> What this task involves: Pick up the passage below on alternatives to the former Fannie Mae HomePath mortgage and continue it from its last sentence.

Alternatives to the former Fannie Mae HomePath mortgage depend on what kind of loan a consumer needs, but a viable option is an FHA loan, explains Amerifirst Home Mortgage. Some programs and loans help first-time homebuyers or those purchasing a foreclosed home, while others provide financing for home improvements.
Options for financing a home purchase include mortgages guaranteed by the Federal Housing Administration, loans guaranteed by the United States Department of Agriculture for their Rural Development program, and conventional mortgages, states Amerifirst Home Mortgage. In the first two options, private lenders provide the financing, and the federal government insures the loans, allowing the lenders to approve consumers who might not otherwise qualify for loans. Consumers must meet certain requirements to apply for these mortgages, such as buying a home for the first time or buying the home in certain areas. Should a home buyer prefer a conventional mortgage, some lenders may offer mortgages with the same low down payment requirement as the FHA program.

> Data under study:
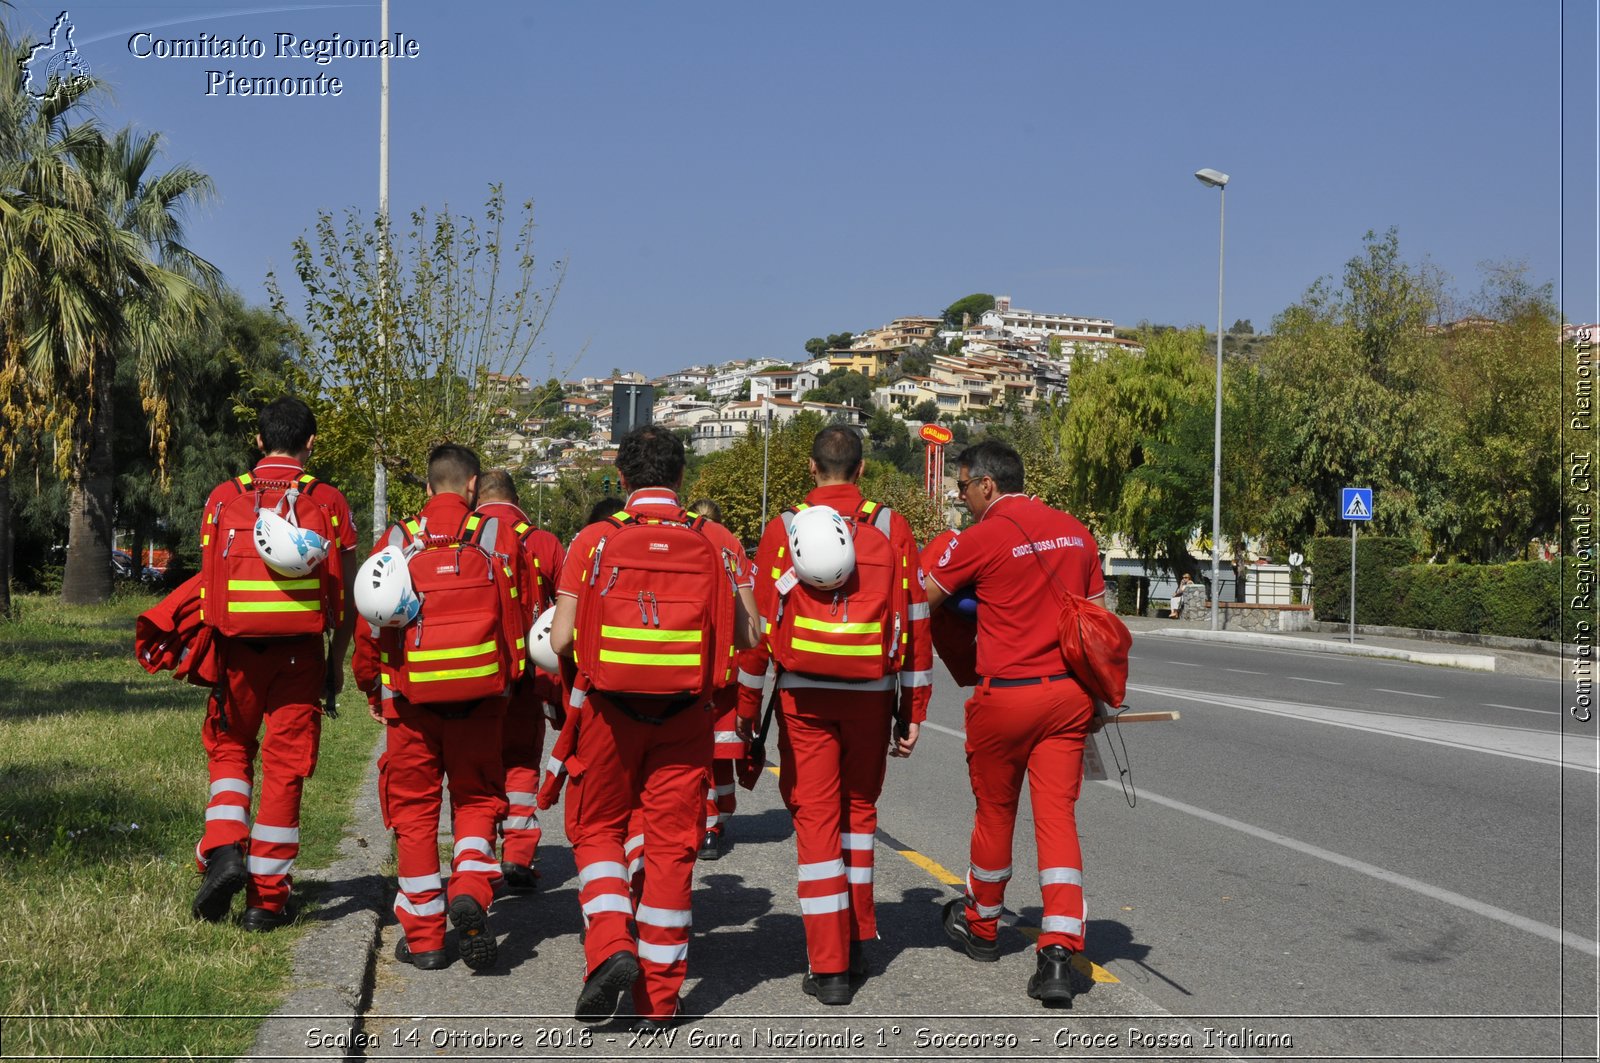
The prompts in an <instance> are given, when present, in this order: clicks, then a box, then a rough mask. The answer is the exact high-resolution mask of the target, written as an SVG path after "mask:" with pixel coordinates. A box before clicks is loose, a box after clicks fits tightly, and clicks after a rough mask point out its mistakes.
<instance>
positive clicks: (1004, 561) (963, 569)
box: [928, 495, 1106, 679]
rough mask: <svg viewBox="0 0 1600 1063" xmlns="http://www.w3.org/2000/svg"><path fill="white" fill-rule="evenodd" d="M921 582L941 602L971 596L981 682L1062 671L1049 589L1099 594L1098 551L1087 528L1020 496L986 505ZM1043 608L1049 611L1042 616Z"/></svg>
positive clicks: (1091, 536)
mask: <svg viewBox="0 0 1600 1063" xmlns="http://www.w3.org/2000/svg"><path fill="white" fill-rule="evenodd" d="M1040 562H1043V567H1045V568H1048V572H1050V573H1053V576H1051V575H1046V572H1045V568H1040ZM928 576H930V578H931V580H933V581H934V583H938V584H939V588H941V589H942V591H944V592H946V594H954V592H955V591H960V589H962V588H966V586H971V588H974V589H976V591H978V672H979V674H982V676H987V677H989V679H1034V677H1038V676H1061V674H1062V672H1066V671H1069V666H1067V660H1066V656H1062V653H1061V642H1059V639H1058V636H1056V612H1058V607H1059V600H1061V592H1059V591H1058V589H1056V586H1058V584H1059V586H1061V588H1064V589H1067V591H1072V592H1074V594H1080V596H1083V597H1096V596H1099V594H1104V591H1106V578H1104V576H1102V575H1101V564H1099V548H1098V546H1096V544H1094V536H1093V535H1090V532H1088V528H1085V527H1083V525H1082V523H1080V522H1078V519H1077V517H1074V515H1072V514H1067V512H1062V511H1059V509H1051V507H1050V506H1046V504H1045V503H1042V501H1038V499H1035V498H1029V496H1027V495H1002V496H1000V498H997V499H994V503H990V504H989V509H986V511H984V515H982V519H981V520H979V522H978V523H974V525H973V527H970V528H966V530H965V532H962V535H960V536H957V538H955V540H952V541H950V544H949V546H947V548H946V551H944V554H942V556H941V557H939V560H938V562H936V564H934V567H933V570H931V572H930V573H928ZM1046 596H1048V597H1046ZM1046 602H1048V604H1050V608H1042V605H1045V604H1046Z"/></svg>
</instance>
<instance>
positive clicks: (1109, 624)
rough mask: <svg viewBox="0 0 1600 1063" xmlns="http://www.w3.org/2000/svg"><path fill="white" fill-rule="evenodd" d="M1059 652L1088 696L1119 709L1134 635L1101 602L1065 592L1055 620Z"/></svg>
mask: <svg viewBox="0 0 1600 1063" xmlns="http://www.w3.org/2000/svg"><path fill="white" fill-rule="evenodd" d="M1056 634H1058V636H1059V637H1061V652H1062V655H1066V658H1067V664H1070V666H1072V674H1074V677H1077V680H1078V682H1080V684H1083V688H1085V690H1088V692H1090V696H1091V698H1094V700H1096V701H1104V703H1106V704H1109V706H1110V708H1114V709H1120V708H1122V703H1123V701H1125V700H1126V696H1128V648H1130V647H1131V645H1133V634H1131V632H1130V631H1128V624H1125V623H1122V618H1120V616H1117V615H1115V613H1112V612H1110V610H1109V608H1106V607H1104V605H1098V604H1094V602H1091V600H1088V599H1085V597H1078V596H1077V594H1072V592H1070V591H1067V597H1066V600H1064V602H1062V604H1061V616H1059V618H1058V620H1056Z"/></svg>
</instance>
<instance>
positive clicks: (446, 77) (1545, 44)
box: [8, 0, 1600, 376]
mask: <svg viewBox="0 0 1600 1063" xmlns="http://www.w3.org/2000/svg"><path fill="white" fill-rule="evenodd" d="M59 3H61V0H56V3H38V2H37V0H19V2H18V3H16V5H14V10H13V11H11V13H10V14H8V21H10V24H11V27H13V32H16V34H22V32H27V34H30V35H35V37H40V35H45V34H46V32H48V29H50V24H51V21H53V19H54V18H56V14H58V13H59V11H61V6H59ZM67 6H69V10H70V13H72V21H74V24H75V26H77V37H75V42H77V45H78V50H80V51H82V54H83V58H85V59H86V61H88V62H90V66H91V69H93V72H94V74H96V75H98V77H101V78H104V80H106V82H109V83H110V85H112V86H114V88H115V101H114V104H112V106H107V107H106V109H104V117H106V118H107V120H109V122H114V123H126V122H131V123H136V125H139V126H142V128H147V130H157V131H160V133H163V134H165V136H166V138H168V155H166V158H168V162H179V160H181V162H189V163H192V165H195V166H198V168H200V170H203V171H206V173H210V174H211V176H213V178H214V181H216V184H218V191H219V195H218V199H216V200H214V202H213V203H210V205H208V207H206V208H203V210H202V211H197V213H195V215H194V216H192V218H190V219H189V231H190V242H192V243H194V245H195V247H197V250H198V251H200V253H203V255H205V256H208V258H210V259H211V261H214V263H218V264H219V266H221V267H222V269H224V271H226V274H227V277H229V280H230V283H234V285H235V287H237V288H240V290H242V291H243V293H245V295H246V298H250V299H254V301H262V299H264V288H262V280H264V277H266V274H267V271H269V269H272V267H277V269H278V271H280V272H282V271H285V269H286V266H288V261H290V242H291V240H293V239H294V237H296V235H299V234H301V232H306V231H307V229H309V227H310V226H312V223H314V219H315V215H317V211H318V210H334V211H341V210H344V208H347V207H358V208H362V210H368V211H371V210H374V208H376V200H378V62H376V61H360V59H341V61H336V62H333V64H330V66H323V67H317V66H314V64H310V62H306V61H293V59H274V58H270V50H272V35H274V34H277V32H280V30H285V32H296V34H299V35H326V34H331V32H339V34H342V35H344V37H376V35H378V19H379V5H378V3H376V2H365V3H338V5H315V3H299V5H293V3H285V5H274V3H248V2H246V3H214V2H213V3H190V2H182V0H168V2H163V3H141V2H136V0H134V2H130V0H94V2H77V3H69V5H67ZM1563 16H1565V26H1563ZM390 21H392V27H390V29H392V30H398V32H403V34H406V35H408V37H411V38H414V40H416V42H418V45H419V48H421V56H419V58H416V59H406V61H395V62H392V66H390V78H392V90H390V122H392V141H390V208H392V211H394V213H395V215H397V216H398V215H402V213H403V211H408V210H410V208H413V207H416V205H421V203H426V205H429V207H432V208H437V207H440V205H442V203H448V205H450V207H453V208H456V210H475V208H477V207H478V205H480V203H482V200H483V195H485V191H486V186H488V183H491V181H501V183H504V186H506V192H507V197H509V199H512V200H520V199H533V200H534V202H536V213H538V219H539V226H541V227H539V237H538V243H539V253H541V256H542V258H544V259H547V261H549V259H555V258H562V259H566V261H568V263H570V271H568V275H566V285H565V290H563V291H562V295H560V299H558V303H557V307H555V314H554V315H552V319H550V323H549V328H547V330H546V344H544V349H542V351H541V352H539V354H538V355H536V357H534V359H533V360H531V362H530V365H528V367H526V368H528V371H530V373H536V375H541V376H542V375H546V373H547V371H549V367H550V365H552V363H554V365H557V367H560V368H563V370H565V368H566V367H568V365H571V363H573V362H574V359H578V355H579V352H586V354H584V357H582V362H581V363H579V365H578V371H579V373H605V371H606V370H608V368H611V367H624V368H640V370H645V371H650V373H658V371H666V370H670V368H677V367H682V365H690V363H698V362H710V360H725V359H733V357H770V359H797V357H800V355H802V354H803V347H802V344H803V343H805V341H806V339H808V338H810V336H816V335H827V333H832V331H840V330H858V331H859V330H864V328H872V327H877V325H882V323H886V322H888V320H890V319H893V317H898V315H906V314H936V312H939V311H941V309H942V307H944V306H947V304H949V303H952V301H954V299H957V298H960V296H963V295H968V293H971V291H990V293H995V295H1011V298H1013V304H1014V306H1019V307H1027V309H1035V311H1045V312H1064V314H1077V315H1086V317H1109V319H1112V320H1115V322H1117V323H1118V325H1134V323H1138V322H1141V320H1150V322H1168V323H1206V325H1214V322H1216V266H1218V194H1216V191H1213V189H1206V187H1203V186H1202V184H1200V183H1197V181H1195V179H1194V176H1192V173H1194V171H1195V170H1197V168H1200V166H1211V168H1216V170H1222V171H1226V173H1229V174H1232V183H1230V184H1229V192H1227V266H1226V279H1227V280H1226V304H1224V311H1222V315H1224V319H1226V322H1229V323H1230V322H1232V320H1235V319H1240V317H1246V319H1251V320H1253V322H1254V323H1256V327H1258V330H1264V328H1266V327H1267V325H1269V323H1270V320H1272V317H1274V315H1275V314H1278V312H1280V311H1282V309H1283V307H1285V306H1288V304H1290V303H1293V301H1294V299H1296V298H1299V295H1301V293H1302V291H1304V290H1306V287H1307V285H1309V283H1312V282H1314V280H1315V279H1317V277H1320V275H1326V274H1336V272H1338V271H1339V269H1341V267H1342V264H1344V261H1346V259H1349V258H1350V256H1352V255H1355V253H1357V251H1358V250H1360V242H1362V235H1363V234H1365V232H1366V231H1368V229H1376V231H1379V232H1381V231H1384V229H1387V227H1390V226H1395V227H1397V229H1398V231H1400V242H1402V250H1403V251H1405V255H1406V258H1410V259H1413V261H1421V259H1422V258H1427V259H1430V261H1432V263H1434V264H1435V266H1438V267H1442V269H1443V271H1445V272H1446V274H1450V275H1451V277H1453V280H1454V285H1456V288H1458V290H1459V293H1461V295H1462V296H1466V295H1470V293H1472V291H1474V290H1477V287H1478V280H1480V275H1478V264H1480V263H1485V261H1496V263H1502V261H1522V263H1526V266H1528V269H1530V274H1531V277H1533V279H1534V280H1538V282H1552V283H1557V285H1560V288H1562V295H1563V298H1565V304H1566V315H1568V319H1571V320H1584V322H1594V320H1600V311H1597V291H1595V247H1597V240H1595V56H1597V54H1600V48H1597V38H1595V5H1594V3H1578V2H1571V0H1568V2H1566V3H1562V2H1558V0H1534V2H1530V3H1509V2H1501V3H1483V2H1470V0H1405V2H1394V0H1389V2H1382V3H1371V2H1365V0H1354V2H1347V3H1339V5H1330V3H1318V5H1312V3H1298V2H1293V3H1222V5H1195V3H1157V2H1136V3H1126V5H1109V3H1102V2H1093V3H1091V2H1082V3H1078V2H1054V3H1032V2H1022V0H995V2H994V3H989V5H973V3H942V2H918V3H898V2H875V3H835V2H832V0H808V2H806V3H803V5H802V3H795V5H782V6H779V5H768V3H728V2H699V0H683V2H678V3H643V2H627V3H619V2H614V0H605V2H587V3H578V2H558V3H557V2H549V0H528V2H523V3H504V2H469V3H454V5H442V3H424V2H422V0H392V5H390ZM138 30H149V32H152V34H154V35H155V37H162V38H170V37H195V35H197V34H202V32H206V34H213V35H221V37H238V35H240V34H245V35H250V37H259V38H264V40H266V43H267V50H269V58H267V59H262V61H253V59H246V61H235V59H138V58H134V56H133V54H131V53H130V46H128V38H130V35H131V34H134V32H138ZM1563 53H1565V58H1566V72H1565V85H1563V75H1562V59H1563ZM208 69H234V70H237V72H238V74H242V75H274V77H278V75H288V74H294V75H314V74H318V72H320V74H330V75H336V77H339V78H341V80H342V82H344V93H342V94H341V96H339V98H299V99H283V98H261V99H248V98H222V96H213V98H208V96H206V94H205V91H206V74H205V72H206V70H208ZM1563 107H1565V110H1563ZM1563 117H1565V128H1563ZM1563 150H1565V157H1563ZM1563 158H1565V189H1563ZM1563 237H1565V263H1563Z"/></svg>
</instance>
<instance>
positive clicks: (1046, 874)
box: [926, 440, 1106, 1007]
mask: <svg viewBox="0 0 1600 1063" xmlns="http://www.w3.org/2000/svg"><path fill="white" fill-rule="evenodd" d="M955 487H957V490H958V491H960V495H962V499H963V501H965V503H966V507H968V511H971V514H973V517H974V519H976V523H974V525H973V527H970V528H966V530H965V532H962V535H960V536H958V538H955V540H952V541H950V543H949V546H947V548H946V551H944V552H942V554H941V556H939V559H938V560H936V562H934V565H933V568H931V570H928V580H926V588H928V604H930V605H931V607H933V608H938V607H939V605H941V604H942V602H944V599H946V597H949V596H952V594H957V592H960V591H963V589H968V588H971V589H974V591H976V594H978V674H979V680H978V687H976V688H974V690H973V696H971V698H968V701H966V765H968V773H970V776H971V784H973V796H974V797H976V799H978V812H976V816H974V820H973V840H971V860H970V864H968V868H966V895H965V897H960V898H957V900H954V901H950V903H949V905H946V906H944V930H946V933H947V935H949V937H950V938H952V940H954V941H955V943H957V945H960V946H962V948H963V949H965V951H966V954H968V956H970V957H973V959H974V961H981V962H994V961H997V959H998V957H1000V948H998V943H997V941H995V932H997V930H998V922H1000V913H1002V911H1003V908H1005V887H1006V882H1008V880H1010V879H1011V836H1013V831H1014V828H1016V807H1018V799H1019V796H1021V791H1022V776H1024V773H1026V775H1027V781H1029V792H1030V799H1032V808H1034V834H1035V839H1037V844H1038V887H1040V893H1042V895H1043V901H1045V917H1043V921H1042V924H1040V935H1038V959H1037V970H1035V973H1034V977H1032V978H1030V980H1029V983H1027V994H1029V996H1030V997H1034V999H1035V1001H1040V1002H1042V1004H1045V1007H1066V1005H1069V1004H1070V1002H1072V996H1074V981H1072V973H1070V959H1072V956H1074V954H1075V953H1078V951H1082V949H1083V924H1085V916H1086V913H1085V906H1083V855H1082V850H1080V845H1078V826H1077V816H1075V805H1077V800H1078V788H1080V784H1082V781H1083V743H1085V740H1086V736H1088V733H1090V730H1091V720H1093V717H1094V703H1093V700H1091V698H1090V695H1088V693H1086V692H1085V690H1083V687H1082V685H1080V684H1078V680H1077V679H1075V677H1074V676H1072V669H1070V668H1069V664H1067V660H1066V656H1064V655H1062V652H1061V644H1059V639H1058V634H1056V610H1051V608H1048V607H1050V605H1056V607H1058V608H1059V604H1061V600H1062V596H1064V591H1070V592H1074V594H1078V596H1082V597H1086V599H1091V600H1093V599H1099V597H1102V596H1104V592H1106V580H1104V576H1102V575H1101V567H1099V551H1098V548H1096V544H1094V536H1091V535H1090V533H1088V528H1085V527H1083V525H1082V523H1080V522H1078V520H1077V517H1074V515H1070V514H1066V512H1061V511H1059V509H1053V507H1050V506H1046V504H1045V503H1042V501H1038V499H1035V498H1030V496H1027V495H1024V493H1022V459H1021V458H1019V456H1018V453H1016V451H1014V450H1011V448H1010V447H1006V445H1005V443H1000V442H994V440H986V442H982V443H978V445H974V447H968V448H966V450H965V451H963V453H962V458H960V474H958V475H957V482H955ZM1046 597H1048V600H1042V599H1046Z"/></svg>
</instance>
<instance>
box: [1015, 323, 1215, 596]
mask: <svg viewBox="0 0 1600 1063" xmlns="http://www.w3.org/2000/svg"><path fill="white" fill-rule="evenodd" d="M1141 341H1142V343H1144V352H1142V354H1130V352H1126V351H1114V352H1112V354H1110V355H1107V357H1106V359H1104V360H1102V362H1088V363H1085V365H1082V367H1078V368H1075V371H1074V375H1072V400H1070V403H1067V407H1066V411H1064V413H1058V415H1056V416H1054V418H1051V419H1048V421H1046V424H1053V426H1054V429H1056V435H1058V439H1059V451H1061V466H1062V471H1064V483H1062V485H1061V490H1062V495H1064V498H1062V501H1064V503H1066V507H1067V509H1070V511H1072V512H1074V514H1077V515H1078V517H1080V519H1083V520H1085V522H1086V523H1088V525H1090V527H1091V528H1093V530H1094V533H1096V535H1101V533H1115V535H1123V536H1126V538H1128V541H1130V544H1131V546H1133V549H1134V552H1136V554H1139V556H1141V557H1147V559H1155V560H1158V562H1163V564H1166V565H1168V567H1170V565H1173V564H1174V562H1178V559H1181V557H1184V556H1186V554H1187V549H1186V543H1187V538H1189V535H1187V533H1189V530H1192V528H1195V527H1198V525H1200V523H1202V522H1203V520H1206V519H1208V517H1210V504H1206V506H1205V509H1203V511H1197V509H1195V491H1194V490H1190V485H1189V483H1187V479H1192V475H1190V472H1189V471H1187V467H1182V466H1179V467H1176V469H1174V467H1173V463H1174V461H1178V459H1181V458H1182V455H1181V450H1182V447H1181V445H1179V443H1181V440H1182V439H1184V435H1182V434H1181V429H1182V427H1184V426H1186V424H1192V423H1197V418H1195V415H1194V413H1192V408H1194V407H1202V408H1203V410H1205V411H1206V413H1210V407H1211V387H1210V384H1211V379H1213V375H1211V371H1210V359H1208V357H1206V351H1205V331H1203V330H1198V328H1192V330H1186V331H1166V333H1146V335H1142V336H1141ZM1024 459H1026V458H1024ZM1147 463H1155V467H1154V469H1144V466H1146V464H1147ZM1141 469H1144V471H1141ZM1202 483H1210V477H1206V479H1205V480H1202ZM1208 495H1210V493H1208V491H1206V501H1210V498H1208ZM1046 501H1054V499H1051V498H1050V496H1048V495H1046ZM1224 512H1226V507H1224Z"/></svg>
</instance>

> Reply:
As of 2015, consumers with a home improvement project may apply for a 203k loan insured by the FHA, according to Amerifirst Home Mortgage. They can also refinance their home to tap into the equity.
Fannie Mae, or the Federal National Mortgage Association, is a government-sponsored enterprise that supplies home loans, says SFGate. The company ended its HomePath mortgage programs in October of 2014.